## Vorliegender Text
═══

SPOX nimmt die Situation des 29-Jährigen bei seiner insgesamt sechsten NBA-Station unter die Lupe.
Dennis Schröder: Warum ging es nicht bei den Lakers weiter?
Ein bisschen ahnte Dennis Schröder vielleicht schon, was die Stunde geschlagen hatte. "Ich habe selbst auch ein Team in Deutschland (Basketball Löwen Braunschweig, Anm. d. Red.) und weiß, dass man harte Entscheidungen treffen muss. Nichts für ungut." Er habe alles gegeben und würde gern zurückkehren, aber: "Am Ende ist es ein Geschäft. Da spielen viele Faktoren mit rein."

═══

## Bereitgestellte Datensätze
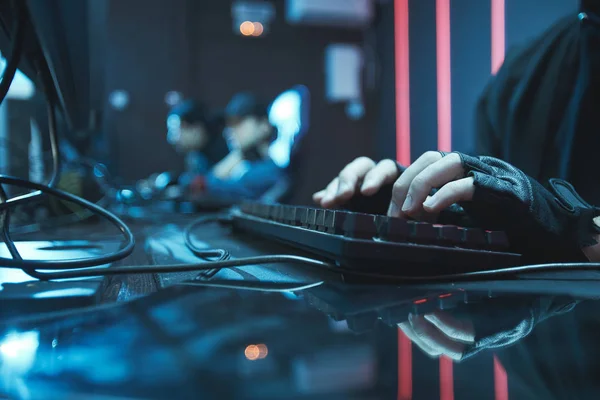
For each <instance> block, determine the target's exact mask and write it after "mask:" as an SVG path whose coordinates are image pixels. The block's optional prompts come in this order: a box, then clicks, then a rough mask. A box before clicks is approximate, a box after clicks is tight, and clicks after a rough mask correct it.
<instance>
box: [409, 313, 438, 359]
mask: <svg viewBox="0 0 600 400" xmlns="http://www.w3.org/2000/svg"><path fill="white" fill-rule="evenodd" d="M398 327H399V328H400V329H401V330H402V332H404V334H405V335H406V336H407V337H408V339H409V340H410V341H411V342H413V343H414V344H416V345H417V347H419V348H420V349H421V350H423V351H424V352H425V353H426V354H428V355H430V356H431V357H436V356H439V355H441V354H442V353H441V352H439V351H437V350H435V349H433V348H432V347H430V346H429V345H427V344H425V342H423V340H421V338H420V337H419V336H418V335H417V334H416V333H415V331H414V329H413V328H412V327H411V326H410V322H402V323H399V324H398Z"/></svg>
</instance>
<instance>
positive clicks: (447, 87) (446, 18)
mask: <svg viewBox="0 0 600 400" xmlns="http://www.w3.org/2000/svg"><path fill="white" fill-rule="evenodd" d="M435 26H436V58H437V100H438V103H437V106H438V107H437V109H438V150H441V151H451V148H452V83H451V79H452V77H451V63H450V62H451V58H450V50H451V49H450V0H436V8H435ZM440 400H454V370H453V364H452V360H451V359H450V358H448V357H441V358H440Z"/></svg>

═══

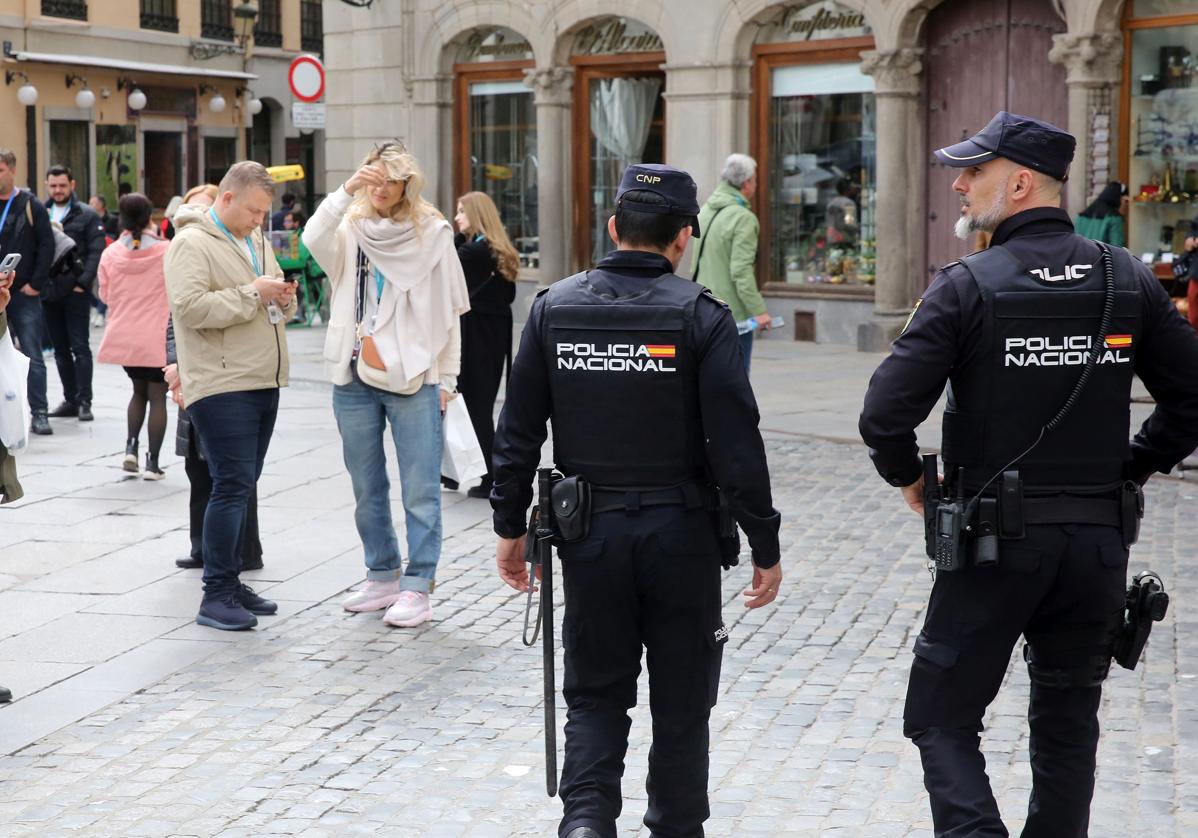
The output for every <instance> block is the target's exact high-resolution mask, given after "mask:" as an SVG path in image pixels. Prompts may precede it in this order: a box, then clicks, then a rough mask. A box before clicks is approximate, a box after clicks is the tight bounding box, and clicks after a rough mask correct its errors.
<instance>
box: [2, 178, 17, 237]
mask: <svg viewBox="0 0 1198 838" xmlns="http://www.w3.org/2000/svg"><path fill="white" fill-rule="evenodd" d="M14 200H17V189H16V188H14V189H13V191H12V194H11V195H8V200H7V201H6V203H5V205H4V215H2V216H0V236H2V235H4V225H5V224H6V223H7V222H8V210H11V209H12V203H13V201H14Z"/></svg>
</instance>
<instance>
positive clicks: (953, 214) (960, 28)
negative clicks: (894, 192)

═══

## Arbeitsauftrag 1
Beantworte zum Text über Dennis Schröder folgende Fragen:
(a) Die wievielte NBA-Station ist es für den 29-Jährigen insgesamt?
(b) Welches Team in Deutschland hat Schröder selbst?
(c) Was ist es laut Schröder am Ende?
## Arbeitsauftrag 2
Kopiere aus dem Text über Dennis Schröder die Passage zwischen "SPOX nimmt die" und "den Lakers weiter?", beide eingeschlossen.

## Antwort 1
(a) Seine insgesamt sechste NBA-Station.
(b) Die Basketball Löwen Braunschweig.
(c) Ein Geschäft.

## Antwort 2
SPOX nimmt die Situation des 29-Jährigen bei seiner insgesamt sechsten NBA-Station unter die Lupe.
Dennis Schröder: Warum ging es nicht bei den Lakers weiter?